──────── Provided passage ────────

In response to my recent call for American ASEAN experts to be less focused on promoting a U.S.-ASEAN free trade agreement and more focused on having the ASEAN countries actually buy more from the United States, I received several queries about what exactly the United States has to sell aside from military hardware and systems.
This is an old question in the long running debate over the U.S. trade deficit and unfair trade in the Asia-Pacific region. Typically the discussion goes as follows. American commentators, business executives, and government officials claim the some market is unfairly closed or that exchange rates are being unfairly manipulated to the disadvantage of U.S. exports. This, they say, is exacerbating the already unsustainable U.S. trade deficit and will result in some dire consequence unless the offending countries stop cheating and start playing by the rules. The response from Asia is denial of any foul play and an assertion that American business doesn't try hard enough capped by the question, "aside from weapons and airplanes, what does American make that anyone in Asia could possibly buy?"

────────

**Parts of the exercise**
A) Quote the passage on U.S. trade with Asia from "In response to" through "hardware and systems.".
B) In the passage on U.S. trade with Asia, what does the Asian response assert about American business?

──────── Excerpted records ────────

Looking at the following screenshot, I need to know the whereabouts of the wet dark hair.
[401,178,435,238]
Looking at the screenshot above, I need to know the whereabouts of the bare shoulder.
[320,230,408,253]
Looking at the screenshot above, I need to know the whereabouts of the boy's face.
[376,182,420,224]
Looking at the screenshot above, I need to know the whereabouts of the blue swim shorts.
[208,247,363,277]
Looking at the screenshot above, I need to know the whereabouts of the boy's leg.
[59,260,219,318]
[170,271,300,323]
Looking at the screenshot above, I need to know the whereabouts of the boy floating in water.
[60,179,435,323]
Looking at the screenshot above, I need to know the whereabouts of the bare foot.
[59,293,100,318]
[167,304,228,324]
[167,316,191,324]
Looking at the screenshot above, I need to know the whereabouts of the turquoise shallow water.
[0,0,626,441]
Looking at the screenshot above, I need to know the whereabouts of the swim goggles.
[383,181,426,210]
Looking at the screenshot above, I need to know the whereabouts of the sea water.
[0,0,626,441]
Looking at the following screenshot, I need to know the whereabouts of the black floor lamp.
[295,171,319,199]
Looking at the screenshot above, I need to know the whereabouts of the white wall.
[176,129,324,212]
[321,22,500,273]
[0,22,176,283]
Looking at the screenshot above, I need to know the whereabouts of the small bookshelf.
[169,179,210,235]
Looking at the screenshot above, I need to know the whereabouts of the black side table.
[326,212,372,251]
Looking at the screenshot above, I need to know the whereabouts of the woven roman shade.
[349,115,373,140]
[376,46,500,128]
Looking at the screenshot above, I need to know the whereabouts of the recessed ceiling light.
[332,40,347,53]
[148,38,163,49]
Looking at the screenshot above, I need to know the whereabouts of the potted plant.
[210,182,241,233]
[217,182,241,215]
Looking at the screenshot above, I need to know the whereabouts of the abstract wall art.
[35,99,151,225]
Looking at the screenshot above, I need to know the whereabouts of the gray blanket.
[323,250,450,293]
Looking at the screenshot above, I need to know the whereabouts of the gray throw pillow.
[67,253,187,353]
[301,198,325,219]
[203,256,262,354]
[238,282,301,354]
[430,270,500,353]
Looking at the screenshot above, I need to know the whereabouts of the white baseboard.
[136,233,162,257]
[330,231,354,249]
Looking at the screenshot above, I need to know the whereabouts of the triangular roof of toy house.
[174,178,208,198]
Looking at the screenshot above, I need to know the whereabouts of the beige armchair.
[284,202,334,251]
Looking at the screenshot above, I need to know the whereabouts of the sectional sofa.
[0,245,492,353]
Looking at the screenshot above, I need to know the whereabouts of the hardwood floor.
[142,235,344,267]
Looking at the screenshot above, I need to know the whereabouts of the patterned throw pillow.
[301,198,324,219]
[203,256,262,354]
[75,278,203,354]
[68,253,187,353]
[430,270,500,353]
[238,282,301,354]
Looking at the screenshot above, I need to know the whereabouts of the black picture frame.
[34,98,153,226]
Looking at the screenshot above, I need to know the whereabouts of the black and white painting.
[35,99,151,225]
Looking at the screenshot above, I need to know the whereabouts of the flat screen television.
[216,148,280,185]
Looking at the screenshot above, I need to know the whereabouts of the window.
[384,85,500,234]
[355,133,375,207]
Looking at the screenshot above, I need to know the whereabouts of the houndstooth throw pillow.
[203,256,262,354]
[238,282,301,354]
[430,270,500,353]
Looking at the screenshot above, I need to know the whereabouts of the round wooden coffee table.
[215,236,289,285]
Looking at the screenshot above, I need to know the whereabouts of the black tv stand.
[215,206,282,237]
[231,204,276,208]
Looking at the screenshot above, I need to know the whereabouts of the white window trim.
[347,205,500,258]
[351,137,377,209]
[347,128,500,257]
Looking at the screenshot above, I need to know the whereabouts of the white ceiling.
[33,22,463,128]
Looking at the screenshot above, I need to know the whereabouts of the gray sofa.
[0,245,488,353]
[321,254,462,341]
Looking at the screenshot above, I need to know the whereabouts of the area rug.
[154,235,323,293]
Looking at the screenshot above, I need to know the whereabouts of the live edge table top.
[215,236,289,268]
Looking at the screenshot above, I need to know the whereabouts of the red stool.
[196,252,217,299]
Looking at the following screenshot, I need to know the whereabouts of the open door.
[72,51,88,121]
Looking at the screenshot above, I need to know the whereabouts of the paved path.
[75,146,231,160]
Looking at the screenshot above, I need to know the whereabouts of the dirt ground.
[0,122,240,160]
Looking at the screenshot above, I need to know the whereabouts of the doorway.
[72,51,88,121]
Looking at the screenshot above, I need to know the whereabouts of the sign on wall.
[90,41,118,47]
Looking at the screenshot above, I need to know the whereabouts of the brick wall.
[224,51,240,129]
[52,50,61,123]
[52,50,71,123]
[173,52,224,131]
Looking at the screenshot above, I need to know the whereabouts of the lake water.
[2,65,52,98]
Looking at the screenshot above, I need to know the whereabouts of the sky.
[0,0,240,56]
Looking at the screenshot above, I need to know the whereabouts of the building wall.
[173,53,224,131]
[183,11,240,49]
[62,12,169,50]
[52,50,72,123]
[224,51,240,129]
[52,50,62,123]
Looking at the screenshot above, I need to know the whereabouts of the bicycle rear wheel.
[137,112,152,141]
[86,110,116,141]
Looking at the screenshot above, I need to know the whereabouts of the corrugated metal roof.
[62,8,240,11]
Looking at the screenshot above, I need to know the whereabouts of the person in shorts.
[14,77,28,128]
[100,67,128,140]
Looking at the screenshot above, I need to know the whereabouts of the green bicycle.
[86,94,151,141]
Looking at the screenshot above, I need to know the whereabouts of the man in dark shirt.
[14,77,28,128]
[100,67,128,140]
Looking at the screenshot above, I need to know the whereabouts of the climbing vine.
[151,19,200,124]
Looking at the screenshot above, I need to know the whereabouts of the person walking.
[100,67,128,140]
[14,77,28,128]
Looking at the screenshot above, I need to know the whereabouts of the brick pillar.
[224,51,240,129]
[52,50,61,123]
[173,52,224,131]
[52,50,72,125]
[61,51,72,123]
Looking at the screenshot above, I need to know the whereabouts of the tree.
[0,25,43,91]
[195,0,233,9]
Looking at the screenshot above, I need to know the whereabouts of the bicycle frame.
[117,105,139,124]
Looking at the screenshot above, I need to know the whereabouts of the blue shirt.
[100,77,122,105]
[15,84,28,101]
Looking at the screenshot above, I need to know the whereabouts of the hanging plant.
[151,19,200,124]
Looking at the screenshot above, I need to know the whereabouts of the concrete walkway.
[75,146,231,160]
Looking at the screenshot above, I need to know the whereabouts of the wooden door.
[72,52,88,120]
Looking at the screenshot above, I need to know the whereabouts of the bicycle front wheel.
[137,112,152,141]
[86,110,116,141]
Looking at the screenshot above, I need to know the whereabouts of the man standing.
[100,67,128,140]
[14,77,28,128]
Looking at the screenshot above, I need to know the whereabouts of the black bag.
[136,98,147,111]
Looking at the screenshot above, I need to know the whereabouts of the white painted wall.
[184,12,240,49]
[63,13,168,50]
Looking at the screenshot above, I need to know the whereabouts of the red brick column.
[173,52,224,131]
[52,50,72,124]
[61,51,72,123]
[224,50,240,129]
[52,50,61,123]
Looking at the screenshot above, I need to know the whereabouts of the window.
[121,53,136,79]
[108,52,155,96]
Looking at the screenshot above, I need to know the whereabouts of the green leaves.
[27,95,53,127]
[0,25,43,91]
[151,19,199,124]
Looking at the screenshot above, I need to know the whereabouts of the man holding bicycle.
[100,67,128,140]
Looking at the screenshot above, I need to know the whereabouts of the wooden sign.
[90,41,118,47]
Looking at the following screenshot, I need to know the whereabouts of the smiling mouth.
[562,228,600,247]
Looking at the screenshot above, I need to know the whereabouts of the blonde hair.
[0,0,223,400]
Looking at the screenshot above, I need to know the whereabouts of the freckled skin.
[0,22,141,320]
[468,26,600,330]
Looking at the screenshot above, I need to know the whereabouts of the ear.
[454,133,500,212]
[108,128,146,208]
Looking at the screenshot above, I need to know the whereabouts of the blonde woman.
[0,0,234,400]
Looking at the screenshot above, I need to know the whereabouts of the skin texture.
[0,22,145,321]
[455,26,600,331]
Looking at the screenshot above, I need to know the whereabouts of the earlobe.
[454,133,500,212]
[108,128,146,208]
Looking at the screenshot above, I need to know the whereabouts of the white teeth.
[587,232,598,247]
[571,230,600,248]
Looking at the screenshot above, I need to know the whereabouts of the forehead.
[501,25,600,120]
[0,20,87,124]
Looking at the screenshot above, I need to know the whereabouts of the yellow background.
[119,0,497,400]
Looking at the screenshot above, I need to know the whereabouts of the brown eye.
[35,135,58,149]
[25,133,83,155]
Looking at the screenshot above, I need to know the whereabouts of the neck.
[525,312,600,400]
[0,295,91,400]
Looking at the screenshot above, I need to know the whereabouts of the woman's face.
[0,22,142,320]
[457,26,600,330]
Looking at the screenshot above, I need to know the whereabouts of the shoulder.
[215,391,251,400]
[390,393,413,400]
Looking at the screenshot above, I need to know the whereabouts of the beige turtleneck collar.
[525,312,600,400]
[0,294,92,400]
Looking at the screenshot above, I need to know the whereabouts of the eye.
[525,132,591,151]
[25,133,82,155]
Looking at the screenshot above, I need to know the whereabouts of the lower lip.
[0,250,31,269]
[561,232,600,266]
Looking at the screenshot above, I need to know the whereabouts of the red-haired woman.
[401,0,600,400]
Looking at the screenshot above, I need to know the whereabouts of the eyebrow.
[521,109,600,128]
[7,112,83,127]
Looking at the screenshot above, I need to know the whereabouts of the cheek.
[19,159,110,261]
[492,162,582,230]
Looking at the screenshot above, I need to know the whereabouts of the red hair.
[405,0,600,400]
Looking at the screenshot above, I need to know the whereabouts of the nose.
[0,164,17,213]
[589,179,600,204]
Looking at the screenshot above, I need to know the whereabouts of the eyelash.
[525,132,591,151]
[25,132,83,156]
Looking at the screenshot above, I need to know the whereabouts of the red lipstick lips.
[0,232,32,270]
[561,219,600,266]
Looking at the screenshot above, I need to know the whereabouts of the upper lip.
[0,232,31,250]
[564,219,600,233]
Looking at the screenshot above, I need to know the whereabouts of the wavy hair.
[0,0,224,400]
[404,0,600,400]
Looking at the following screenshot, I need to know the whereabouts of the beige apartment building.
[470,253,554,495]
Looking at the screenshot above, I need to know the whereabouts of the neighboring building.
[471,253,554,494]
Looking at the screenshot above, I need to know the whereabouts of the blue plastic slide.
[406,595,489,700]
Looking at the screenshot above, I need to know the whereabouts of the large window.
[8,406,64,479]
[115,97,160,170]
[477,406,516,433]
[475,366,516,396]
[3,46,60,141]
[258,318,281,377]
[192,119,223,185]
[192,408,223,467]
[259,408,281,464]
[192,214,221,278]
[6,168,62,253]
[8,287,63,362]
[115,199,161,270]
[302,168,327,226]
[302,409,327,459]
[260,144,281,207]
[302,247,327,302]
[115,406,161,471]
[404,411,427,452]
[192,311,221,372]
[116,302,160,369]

────────

**The solutions**
A)
In response to my recent call for American ASEAN experts to be less focused on promoting a U.S.-ASEAN free trade agreement and more focused on having the ASEAN countries actually buy more from the United States, I received several queries about what exactly the United States has to sell aside from military hardware and systems.

B) It asserts that American business doesn't try hard enough.